--- begin RECORDS ---
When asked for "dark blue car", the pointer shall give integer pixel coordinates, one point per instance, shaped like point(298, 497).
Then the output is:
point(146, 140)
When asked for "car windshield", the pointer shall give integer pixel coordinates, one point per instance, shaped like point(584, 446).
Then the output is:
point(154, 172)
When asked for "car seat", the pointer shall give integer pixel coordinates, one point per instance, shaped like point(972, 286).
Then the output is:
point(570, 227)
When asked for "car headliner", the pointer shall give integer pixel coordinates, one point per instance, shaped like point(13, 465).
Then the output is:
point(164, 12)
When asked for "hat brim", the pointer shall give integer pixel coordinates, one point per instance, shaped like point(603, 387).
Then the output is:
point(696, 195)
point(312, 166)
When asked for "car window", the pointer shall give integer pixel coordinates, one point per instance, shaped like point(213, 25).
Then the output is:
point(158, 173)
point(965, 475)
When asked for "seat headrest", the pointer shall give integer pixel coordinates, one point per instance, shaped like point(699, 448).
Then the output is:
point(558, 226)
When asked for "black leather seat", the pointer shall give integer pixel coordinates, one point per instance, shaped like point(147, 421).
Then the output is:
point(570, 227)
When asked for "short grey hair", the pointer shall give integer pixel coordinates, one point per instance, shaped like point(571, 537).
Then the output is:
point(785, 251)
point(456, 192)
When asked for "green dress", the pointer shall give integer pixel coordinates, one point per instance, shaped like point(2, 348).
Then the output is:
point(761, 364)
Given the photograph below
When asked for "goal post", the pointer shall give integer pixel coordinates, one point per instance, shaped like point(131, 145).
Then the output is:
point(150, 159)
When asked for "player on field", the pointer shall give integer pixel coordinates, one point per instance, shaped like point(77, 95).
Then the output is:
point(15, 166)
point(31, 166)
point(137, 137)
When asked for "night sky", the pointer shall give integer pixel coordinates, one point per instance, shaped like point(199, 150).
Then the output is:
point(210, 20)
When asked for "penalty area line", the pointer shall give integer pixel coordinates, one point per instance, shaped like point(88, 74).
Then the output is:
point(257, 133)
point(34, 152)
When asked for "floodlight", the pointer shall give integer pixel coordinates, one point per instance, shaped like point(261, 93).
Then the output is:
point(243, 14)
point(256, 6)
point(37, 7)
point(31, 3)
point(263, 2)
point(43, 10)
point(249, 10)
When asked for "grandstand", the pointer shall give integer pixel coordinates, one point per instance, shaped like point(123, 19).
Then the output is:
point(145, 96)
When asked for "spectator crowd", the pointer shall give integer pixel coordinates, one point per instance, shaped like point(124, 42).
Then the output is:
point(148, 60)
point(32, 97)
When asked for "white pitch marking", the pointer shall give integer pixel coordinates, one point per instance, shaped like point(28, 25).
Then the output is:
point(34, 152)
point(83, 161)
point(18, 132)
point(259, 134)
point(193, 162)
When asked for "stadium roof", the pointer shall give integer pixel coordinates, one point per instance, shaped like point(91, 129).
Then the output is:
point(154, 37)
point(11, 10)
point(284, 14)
--- end RECORDS ---
--- begin RECORDS ---
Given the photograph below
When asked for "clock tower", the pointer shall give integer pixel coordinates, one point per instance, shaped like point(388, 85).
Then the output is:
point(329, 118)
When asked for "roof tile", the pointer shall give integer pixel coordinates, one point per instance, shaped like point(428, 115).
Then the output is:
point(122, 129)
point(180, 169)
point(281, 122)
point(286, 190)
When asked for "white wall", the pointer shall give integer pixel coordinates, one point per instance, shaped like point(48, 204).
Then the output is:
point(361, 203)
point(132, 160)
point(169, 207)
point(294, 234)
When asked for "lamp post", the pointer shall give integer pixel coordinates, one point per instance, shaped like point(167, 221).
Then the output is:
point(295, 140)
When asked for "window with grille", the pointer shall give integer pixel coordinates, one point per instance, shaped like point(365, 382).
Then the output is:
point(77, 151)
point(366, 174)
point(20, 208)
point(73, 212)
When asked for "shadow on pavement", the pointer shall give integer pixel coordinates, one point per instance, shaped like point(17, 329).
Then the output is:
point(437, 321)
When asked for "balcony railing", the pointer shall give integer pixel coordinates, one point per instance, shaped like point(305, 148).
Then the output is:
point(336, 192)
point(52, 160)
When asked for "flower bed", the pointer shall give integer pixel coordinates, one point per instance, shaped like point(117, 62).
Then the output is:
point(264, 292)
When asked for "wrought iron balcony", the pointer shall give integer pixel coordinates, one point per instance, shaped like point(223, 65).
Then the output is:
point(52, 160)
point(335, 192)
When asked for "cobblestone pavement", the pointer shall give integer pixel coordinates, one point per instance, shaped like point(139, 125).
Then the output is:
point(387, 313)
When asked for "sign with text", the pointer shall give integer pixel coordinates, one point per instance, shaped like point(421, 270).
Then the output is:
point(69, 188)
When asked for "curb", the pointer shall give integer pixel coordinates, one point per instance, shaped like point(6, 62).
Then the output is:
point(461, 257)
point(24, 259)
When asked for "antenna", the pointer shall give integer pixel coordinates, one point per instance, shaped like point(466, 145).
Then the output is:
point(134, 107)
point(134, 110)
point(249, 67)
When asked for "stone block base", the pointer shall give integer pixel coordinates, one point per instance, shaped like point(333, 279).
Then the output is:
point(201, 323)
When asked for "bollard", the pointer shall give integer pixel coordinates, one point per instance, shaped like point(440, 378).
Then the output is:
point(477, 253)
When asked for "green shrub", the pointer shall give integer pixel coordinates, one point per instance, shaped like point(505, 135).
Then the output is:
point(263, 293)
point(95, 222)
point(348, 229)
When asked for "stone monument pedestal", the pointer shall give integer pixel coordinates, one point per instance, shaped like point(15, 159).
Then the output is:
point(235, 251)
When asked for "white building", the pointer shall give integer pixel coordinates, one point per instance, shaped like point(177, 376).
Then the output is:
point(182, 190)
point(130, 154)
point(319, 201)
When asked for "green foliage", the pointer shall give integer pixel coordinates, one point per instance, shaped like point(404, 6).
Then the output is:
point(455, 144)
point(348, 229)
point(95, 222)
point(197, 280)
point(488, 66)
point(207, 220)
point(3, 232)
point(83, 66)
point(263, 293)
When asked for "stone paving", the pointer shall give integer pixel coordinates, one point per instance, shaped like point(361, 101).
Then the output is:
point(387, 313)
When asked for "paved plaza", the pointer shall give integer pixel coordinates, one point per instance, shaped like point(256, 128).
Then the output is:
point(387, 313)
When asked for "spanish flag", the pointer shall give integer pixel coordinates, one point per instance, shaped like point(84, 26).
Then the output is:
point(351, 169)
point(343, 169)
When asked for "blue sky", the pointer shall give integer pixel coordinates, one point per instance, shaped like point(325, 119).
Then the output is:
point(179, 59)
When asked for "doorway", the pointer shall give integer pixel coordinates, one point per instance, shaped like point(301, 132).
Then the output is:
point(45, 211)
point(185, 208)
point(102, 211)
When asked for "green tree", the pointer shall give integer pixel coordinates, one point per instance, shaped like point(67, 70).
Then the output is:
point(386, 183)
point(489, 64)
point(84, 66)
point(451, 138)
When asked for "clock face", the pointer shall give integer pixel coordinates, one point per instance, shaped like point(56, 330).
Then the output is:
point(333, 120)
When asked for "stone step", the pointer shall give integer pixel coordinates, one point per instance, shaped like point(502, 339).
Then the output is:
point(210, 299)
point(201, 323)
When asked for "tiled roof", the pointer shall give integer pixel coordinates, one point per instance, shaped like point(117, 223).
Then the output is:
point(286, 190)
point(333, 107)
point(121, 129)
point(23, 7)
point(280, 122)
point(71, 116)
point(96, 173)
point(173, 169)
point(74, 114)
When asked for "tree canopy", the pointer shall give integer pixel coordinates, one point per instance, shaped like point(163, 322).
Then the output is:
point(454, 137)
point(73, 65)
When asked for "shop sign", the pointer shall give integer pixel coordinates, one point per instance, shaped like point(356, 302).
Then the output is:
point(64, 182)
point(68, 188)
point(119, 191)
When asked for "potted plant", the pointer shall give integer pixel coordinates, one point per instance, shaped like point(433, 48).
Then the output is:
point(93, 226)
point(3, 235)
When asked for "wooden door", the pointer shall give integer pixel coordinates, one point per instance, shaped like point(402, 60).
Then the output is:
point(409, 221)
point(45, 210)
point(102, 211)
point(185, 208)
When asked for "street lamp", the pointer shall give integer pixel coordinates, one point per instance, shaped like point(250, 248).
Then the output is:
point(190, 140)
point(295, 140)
--- end RECORDS ---
Reproduce the stretch of the listing from the line containing "like point(147, 421)." through the line containing "point(150, 159)", both included, with every character unchanged.

**COMPLETE RESPONSE:**
When asked for "black leather seat", the pointer shall give integer pixel coordinates, one point per instance, shaped like point(147, 421).
Then the output is:
point(570, 227)
When asked for "short grey hair", the pointer shall give integer pixel coordinates, one point per instance, shaped like point(571, 537).
Then the output is:
point(785, 251)
point(456, 192)
When asked for "green dress", the pointer shall give integer pixel coordinates, one point per instance, shaped like point(2, 348).
Then the output is:
point(761, 364)
Given the photograph below
When asked for "goal post", the pointer shall give integer pixel coordinates, one point per instance, shaped like point(131, 145).
Then the output is:
point(150, 159)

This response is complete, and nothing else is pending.